# Work instructions
Return the passage of the salary calculator text between "What the salary" and "52 = 2,080)", inclusive, copied word for word.

# Extract to read
──────────────────────────────
What the salary calculator does
The salary calculator converts any pay rate into every common pay frequency: hourly, daily, weekly, bi-weekly, semi-monthly, monthly and annual. Type a number in any one, pick the matching frequency, and the other six update live. It's the fastest way to compare a $30/hour contract against a $62,400 salary, or to translate a US bi-weekly paycheck into the monthly figure your budget app wants.
How the math works
Every conversion runs through the same internal annual gross number:
- Hourly → annual: rate × hours/week × weeks/year (default 40 × 52 = 2,080)
- Daily → annual: rate × (hours/week ÷ 5) days per week × weeks/year (assumes 5-day week)
- Weekly → annual: rate × weeks/year
- Bi-weekly → annual: rate × 26 (52 weeks ÷ 2)
- Semi-monthly → annual: rate × 24 (twice a month × 12 months)
- Monthly → annual: rate × 12
From annual, the calculator divides back out into all the other frequencies and displays them in the grid. Tweak hours per week or weeks per year and everything recalibrates instantly.
Bi-weekly vs. semi-monthly: the eternal confusion
These two trip up almost everyone. Bi-weekly means every 14 days — exactly 26 paychecks a year, and two months a year have three paychecks instead of two. Semi-monthly means twice a month, usually on the 1st and 15th (or 15th and 30th) — exactly 24 paychecks a year, the same every month. For the same annual salary, semi-monthly paychecks are slightly larger (each one covers 24 instead of 26 periods), but bi-weekly delivers those occasional "bonus" three-paycheck months.
Hours per week: be honest
40 is the US Fair Labor Standards Act benchmark for "full-time", and most calculations assume it. If you're salaried and your job is more like 50 hours a week, your real hourly rate is much lower than the headline number suggests. Plug your actual hours into this calculator to see the truth: a $90,000 annual salary at 50 hours/week is $34.62/hour, not $43.27/hour at 40 hours.
──────────────────────────────
Rows from a collection
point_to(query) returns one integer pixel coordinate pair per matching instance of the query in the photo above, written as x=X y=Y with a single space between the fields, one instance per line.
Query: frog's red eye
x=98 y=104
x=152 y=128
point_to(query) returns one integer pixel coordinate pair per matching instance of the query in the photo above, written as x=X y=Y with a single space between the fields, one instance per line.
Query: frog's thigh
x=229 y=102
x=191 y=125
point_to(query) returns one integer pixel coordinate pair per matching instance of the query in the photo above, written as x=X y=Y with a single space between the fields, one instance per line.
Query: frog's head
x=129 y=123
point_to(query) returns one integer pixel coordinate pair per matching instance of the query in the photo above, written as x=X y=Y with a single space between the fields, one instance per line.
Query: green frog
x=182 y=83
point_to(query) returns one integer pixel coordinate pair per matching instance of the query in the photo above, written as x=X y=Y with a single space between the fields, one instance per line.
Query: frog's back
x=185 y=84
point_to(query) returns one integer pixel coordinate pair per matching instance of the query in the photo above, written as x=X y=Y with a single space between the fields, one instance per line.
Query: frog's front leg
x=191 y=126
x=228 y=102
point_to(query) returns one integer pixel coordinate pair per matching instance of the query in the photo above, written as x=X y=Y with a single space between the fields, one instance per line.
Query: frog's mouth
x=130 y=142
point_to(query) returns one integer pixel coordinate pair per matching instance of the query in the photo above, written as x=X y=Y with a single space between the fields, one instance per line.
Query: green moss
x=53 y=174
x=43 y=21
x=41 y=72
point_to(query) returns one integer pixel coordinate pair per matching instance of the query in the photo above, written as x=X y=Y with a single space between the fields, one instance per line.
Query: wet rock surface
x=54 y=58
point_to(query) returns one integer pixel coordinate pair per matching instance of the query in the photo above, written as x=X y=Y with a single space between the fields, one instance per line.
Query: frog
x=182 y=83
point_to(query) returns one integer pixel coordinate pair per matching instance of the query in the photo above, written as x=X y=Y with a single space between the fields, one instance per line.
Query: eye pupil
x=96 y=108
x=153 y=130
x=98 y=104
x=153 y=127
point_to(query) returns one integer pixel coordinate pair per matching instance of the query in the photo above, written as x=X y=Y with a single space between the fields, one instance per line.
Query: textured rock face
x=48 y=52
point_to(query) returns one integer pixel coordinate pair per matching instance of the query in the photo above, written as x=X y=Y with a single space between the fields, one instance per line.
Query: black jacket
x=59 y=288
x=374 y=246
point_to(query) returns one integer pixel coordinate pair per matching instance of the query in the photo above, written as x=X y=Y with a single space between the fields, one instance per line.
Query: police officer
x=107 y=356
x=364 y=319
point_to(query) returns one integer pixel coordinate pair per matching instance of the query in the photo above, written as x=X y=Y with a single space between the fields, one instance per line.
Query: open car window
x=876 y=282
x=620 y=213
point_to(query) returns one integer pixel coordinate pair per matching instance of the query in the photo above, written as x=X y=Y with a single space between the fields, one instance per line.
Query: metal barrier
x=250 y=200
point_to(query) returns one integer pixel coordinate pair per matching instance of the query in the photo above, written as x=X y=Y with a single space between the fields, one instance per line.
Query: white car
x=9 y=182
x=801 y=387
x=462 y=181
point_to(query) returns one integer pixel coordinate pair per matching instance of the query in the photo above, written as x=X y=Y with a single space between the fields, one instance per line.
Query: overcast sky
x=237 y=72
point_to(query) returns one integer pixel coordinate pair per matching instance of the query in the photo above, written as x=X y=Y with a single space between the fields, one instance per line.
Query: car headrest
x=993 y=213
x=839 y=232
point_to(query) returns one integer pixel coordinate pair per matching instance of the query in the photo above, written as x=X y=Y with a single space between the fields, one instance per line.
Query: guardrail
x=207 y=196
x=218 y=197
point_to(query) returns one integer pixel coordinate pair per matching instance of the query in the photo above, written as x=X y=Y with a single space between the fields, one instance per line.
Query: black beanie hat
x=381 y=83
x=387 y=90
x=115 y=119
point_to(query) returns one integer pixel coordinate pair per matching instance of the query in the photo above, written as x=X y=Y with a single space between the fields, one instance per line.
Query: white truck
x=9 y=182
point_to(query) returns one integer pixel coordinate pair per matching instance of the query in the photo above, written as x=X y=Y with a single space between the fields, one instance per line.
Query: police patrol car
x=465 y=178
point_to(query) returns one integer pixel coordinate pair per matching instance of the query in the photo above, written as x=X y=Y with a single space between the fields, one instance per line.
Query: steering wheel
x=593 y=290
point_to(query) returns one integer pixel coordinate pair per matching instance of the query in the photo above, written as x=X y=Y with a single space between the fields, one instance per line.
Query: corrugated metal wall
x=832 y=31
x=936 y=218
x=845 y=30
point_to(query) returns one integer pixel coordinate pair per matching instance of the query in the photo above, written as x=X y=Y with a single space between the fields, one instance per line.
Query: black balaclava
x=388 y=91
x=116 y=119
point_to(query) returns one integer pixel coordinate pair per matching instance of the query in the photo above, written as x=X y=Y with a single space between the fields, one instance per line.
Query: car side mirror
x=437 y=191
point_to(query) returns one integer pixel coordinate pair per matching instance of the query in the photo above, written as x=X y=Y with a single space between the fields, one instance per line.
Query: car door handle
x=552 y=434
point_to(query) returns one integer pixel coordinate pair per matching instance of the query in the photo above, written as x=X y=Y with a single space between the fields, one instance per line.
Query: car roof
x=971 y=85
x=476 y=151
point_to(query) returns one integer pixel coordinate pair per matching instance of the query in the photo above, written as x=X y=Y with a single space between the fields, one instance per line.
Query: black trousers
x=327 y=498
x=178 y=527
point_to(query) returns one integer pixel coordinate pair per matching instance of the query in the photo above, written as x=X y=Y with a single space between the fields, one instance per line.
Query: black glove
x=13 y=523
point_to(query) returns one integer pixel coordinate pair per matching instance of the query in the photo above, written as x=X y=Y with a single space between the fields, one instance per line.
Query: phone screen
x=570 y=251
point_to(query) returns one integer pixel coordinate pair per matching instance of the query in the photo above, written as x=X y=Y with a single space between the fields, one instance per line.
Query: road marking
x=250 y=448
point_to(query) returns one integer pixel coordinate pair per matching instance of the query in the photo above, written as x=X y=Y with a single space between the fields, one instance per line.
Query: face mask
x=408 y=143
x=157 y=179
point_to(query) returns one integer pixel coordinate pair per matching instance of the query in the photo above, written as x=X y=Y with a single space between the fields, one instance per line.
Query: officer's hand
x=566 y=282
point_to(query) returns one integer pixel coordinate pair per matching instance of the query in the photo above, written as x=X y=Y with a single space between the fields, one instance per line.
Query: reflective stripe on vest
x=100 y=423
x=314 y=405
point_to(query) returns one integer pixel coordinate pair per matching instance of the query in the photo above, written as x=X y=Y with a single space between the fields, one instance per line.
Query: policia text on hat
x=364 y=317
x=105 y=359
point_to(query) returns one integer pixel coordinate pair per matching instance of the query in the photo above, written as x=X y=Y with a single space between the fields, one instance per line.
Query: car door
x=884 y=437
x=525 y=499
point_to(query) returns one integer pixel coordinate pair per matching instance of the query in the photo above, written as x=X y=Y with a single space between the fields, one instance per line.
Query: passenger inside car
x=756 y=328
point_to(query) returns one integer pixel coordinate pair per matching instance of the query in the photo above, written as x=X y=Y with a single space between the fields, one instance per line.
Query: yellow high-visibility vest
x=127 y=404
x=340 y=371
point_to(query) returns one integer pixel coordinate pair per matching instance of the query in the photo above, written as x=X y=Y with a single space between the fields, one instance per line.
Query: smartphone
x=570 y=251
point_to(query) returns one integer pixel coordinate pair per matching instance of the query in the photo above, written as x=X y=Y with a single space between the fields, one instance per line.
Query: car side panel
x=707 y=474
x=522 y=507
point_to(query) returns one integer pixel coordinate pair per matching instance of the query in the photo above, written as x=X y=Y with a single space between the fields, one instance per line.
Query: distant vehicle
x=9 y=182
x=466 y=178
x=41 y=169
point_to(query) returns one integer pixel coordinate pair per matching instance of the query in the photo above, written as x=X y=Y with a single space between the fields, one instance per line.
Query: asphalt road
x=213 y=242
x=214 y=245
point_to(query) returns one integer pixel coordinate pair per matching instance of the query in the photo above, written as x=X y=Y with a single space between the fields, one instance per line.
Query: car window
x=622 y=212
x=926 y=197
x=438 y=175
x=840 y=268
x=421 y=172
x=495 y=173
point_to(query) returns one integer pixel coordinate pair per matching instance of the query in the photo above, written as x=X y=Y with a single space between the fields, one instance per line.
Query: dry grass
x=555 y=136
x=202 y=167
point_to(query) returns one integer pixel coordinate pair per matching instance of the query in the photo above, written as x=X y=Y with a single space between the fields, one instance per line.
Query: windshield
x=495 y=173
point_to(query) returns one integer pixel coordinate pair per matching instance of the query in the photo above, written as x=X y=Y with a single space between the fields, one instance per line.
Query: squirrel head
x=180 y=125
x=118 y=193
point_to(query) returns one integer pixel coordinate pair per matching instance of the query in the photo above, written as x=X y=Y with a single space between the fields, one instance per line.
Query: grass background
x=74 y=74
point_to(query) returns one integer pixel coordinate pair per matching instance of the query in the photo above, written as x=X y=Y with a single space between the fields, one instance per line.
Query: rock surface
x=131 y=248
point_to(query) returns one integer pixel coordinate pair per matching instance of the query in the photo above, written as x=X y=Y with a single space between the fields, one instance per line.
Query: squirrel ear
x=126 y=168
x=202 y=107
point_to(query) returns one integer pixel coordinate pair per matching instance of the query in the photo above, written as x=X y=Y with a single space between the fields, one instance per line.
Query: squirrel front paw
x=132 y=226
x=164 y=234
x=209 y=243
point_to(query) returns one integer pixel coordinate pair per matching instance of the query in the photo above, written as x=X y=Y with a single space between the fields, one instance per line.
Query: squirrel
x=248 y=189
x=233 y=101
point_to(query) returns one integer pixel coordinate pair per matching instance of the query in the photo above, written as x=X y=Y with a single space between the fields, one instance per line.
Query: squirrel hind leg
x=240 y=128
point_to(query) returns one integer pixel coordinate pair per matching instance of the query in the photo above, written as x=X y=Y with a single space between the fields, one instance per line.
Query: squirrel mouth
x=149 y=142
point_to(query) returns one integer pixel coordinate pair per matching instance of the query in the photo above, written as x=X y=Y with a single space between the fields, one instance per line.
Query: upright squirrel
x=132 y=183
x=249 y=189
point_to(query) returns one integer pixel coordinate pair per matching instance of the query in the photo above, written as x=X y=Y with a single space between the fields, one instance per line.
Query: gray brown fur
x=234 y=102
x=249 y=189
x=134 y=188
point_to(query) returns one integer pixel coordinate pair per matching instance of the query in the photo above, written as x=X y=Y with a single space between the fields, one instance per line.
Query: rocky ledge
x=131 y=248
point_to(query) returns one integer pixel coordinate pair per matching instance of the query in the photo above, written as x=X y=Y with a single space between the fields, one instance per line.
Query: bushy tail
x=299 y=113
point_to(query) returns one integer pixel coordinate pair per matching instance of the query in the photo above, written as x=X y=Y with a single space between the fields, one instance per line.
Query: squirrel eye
──────────────────────────────
# Exercise result
What the salary calculator does
The salary calculator converts any pay rate into every common pay frequency: hourly, daily, weekly, bi-weekly, semi-monthly, monthly and annual. Type a number in any one, pick the matching frequency, and the other six update live. It's the fastest way to compare a $30/hour contract against a $62,400 salary, or to translate a US bi-weekly paycheck into the monthly figure your budget app wants.
How the math works
Every conversion runs through the same internal annual gross number:
- Hourly → annual: rate × hours/week × weeks/year (default 40 × 52 = 2,080)